**Challenge A**
Pick out every line in the records below that contains the word "kitchen", and copy each of those lines.

**Supplied passage**
Gotham City Monsters #1 – Steve Orlando, Writer; Amancay Nahuelpan, Artist; Trish Mulvihill, Colorist


Ray – 8/10

Ray: Steve Orlando’s developed a reputation for being one of the best writers for exploring the weird and creepy corners of the DCU, and before he heads off to his first A-list franchise book in a few months, he’s got one more tale of the macabre for us, staring with Gotham City Monsters #1.

Taking place in the one corner of Gotham not taken over by Bane – Monster Town, the ruins from Night of the Monster Men – it features an unusual team of antiheroes forced together by dark circumstances that have surprising ties to another of Orlando’s recent books. A lot of these characters are ones I’ve been waiting for someone to bring back from limbo or do justice to again. Killer Croc has been released from the Suicide Squad and is trying to turn over a new leaf. Andrew Bennett is on the trail of a mysterious new vampire overlord. Frankenstein is still doing his thing, killing rogue monsters like a bizarre Mad Cow monster. Two more obscure monsters round out the cast – Croc’s love from the Injusticeverse, Orca, and shape-shifting cult survivor Lady Clay.

Gotham City, creepier than normal. Via DC Comics.

**Source material**
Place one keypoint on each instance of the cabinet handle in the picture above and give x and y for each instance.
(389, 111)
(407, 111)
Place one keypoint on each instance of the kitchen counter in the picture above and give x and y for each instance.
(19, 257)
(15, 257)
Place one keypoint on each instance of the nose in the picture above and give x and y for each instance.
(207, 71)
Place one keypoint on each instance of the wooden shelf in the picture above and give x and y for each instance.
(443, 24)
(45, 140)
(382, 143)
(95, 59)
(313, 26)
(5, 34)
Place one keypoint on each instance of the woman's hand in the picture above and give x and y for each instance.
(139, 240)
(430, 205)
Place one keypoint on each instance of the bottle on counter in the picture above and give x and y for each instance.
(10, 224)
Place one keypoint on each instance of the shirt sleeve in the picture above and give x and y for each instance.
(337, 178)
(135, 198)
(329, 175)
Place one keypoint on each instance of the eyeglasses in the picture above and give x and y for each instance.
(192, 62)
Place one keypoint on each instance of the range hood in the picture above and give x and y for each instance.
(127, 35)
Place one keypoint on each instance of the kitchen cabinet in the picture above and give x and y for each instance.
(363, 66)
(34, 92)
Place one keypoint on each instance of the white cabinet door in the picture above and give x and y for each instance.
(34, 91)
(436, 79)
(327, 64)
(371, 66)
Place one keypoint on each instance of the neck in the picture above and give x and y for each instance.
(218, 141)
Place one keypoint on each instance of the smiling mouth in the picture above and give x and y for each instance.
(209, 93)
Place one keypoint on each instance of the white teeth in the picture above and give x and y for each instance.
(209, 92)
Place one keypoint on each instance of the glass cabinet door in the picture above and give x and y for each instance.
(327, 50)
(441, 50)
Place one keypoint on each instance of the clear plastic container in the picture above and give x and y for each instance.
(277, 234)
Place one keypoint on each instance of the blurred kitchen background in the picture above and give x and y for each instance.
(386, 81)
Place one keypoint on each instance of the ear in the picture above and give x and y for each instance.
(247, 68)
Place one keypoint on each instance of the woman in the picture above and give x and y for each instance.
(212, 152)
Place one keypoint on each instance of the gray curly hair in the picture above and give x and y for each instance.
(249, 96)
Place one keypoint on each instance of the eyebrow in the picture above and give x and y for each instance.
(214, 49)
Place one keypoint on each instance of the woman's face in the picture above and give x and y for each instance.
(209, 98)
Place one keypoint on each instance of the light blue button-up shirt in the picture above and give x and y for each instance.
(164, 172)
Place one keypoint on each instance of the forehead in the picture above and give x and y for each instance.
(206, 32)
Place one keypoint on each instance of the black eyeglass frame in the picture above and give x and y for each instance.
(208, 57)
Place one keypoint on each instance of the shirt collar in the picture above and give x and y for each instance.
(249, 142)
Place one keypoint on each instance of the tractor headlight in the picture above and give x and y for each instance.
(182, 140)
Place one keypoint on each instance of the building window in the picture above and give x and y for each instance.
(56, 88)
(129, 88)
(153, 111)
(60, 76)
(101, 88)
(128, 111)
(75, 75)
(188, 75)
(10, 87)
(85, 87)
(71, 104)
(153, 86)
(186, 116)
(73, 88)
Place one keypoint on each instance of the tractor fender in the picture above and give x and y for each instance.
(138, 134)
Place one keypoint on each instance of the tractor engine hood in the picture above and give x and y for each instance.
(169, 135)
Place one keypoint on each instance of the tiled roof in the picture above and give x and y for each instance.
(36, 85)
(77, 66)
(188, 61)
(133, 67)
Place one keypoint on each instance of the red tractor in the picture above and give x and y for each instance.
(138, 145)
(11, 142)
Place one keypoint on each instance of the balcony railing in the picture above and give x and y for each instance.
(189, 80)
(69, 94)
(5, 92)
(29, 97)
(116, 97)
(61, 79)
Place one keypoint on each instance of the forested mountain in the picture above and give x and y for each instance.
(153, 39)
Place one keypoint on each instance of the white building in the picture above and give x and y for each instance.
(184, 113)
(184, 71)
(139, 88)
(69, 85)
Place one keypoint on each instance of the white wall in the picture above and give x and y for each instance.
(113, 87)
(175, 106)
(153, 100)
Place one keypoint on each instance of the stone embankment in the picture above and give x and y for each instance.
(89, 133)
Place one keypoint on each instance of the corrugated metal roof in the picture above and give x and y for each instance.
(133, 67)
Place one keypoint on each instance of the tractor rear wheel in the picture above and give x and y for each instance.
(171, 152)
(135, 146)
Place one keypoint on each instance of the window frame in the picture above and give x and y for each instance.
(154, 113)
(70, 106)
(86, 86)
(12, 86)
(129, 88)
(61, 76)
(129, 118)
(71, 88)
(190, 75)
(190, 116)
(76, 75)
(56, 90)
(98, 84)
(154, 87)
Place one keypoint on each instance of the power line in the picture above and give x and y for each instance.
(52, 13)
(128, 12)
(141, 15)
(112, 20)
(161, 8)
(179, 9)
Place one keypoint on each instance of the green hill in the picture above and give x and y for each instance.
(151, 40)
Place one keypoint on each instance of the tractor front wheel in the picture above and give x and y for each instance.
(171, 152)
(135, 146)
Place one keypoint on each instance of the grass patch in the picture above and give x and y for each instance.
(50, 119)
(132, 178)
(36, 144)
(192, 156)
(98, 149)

**Challenge B**
Carry on the review of Gotham City Monsters #1 from its final line.

**Expected answer A**
Place one keypoint on each instance of the kitchen counter in the picture above and give x and y for each instance.
Place one keypoint on each instance of the kitchen cabinet in the picture above and give x and y for each instance.
Place one keypoint on each instance of the blurred kitchen background in the picture above and give x and y for each instance.

**Expected answer B**
This is a very episodic story, with few of the characters meeting before the final act. Only Frankenstein and I, Vampire encounter each other – something that turns violent quickly – but the other characters are lost in their own story, each given a personal conflict and a humanizing touch that reminds us that these “monsters” are no less human.

I was particularly fond of Croc’s fellow mutant Tusk. Lurking in the background is a mystery involving tickets to an unusual opera, and a lurking threat of an ancient Martian demon emperor looking to be resurrected. Then, in the last few pages this story takes an incredibly dark and tragic turn that took me by surprise and indicates this will be one of Orlando’s darkest stories. There’s some lost potential in this story, but there’s also a real sense of urgency. Combined with Amancay Nahuelpan’s vivid art that captures the horror of the events effectively, this series is off to an intriguing start.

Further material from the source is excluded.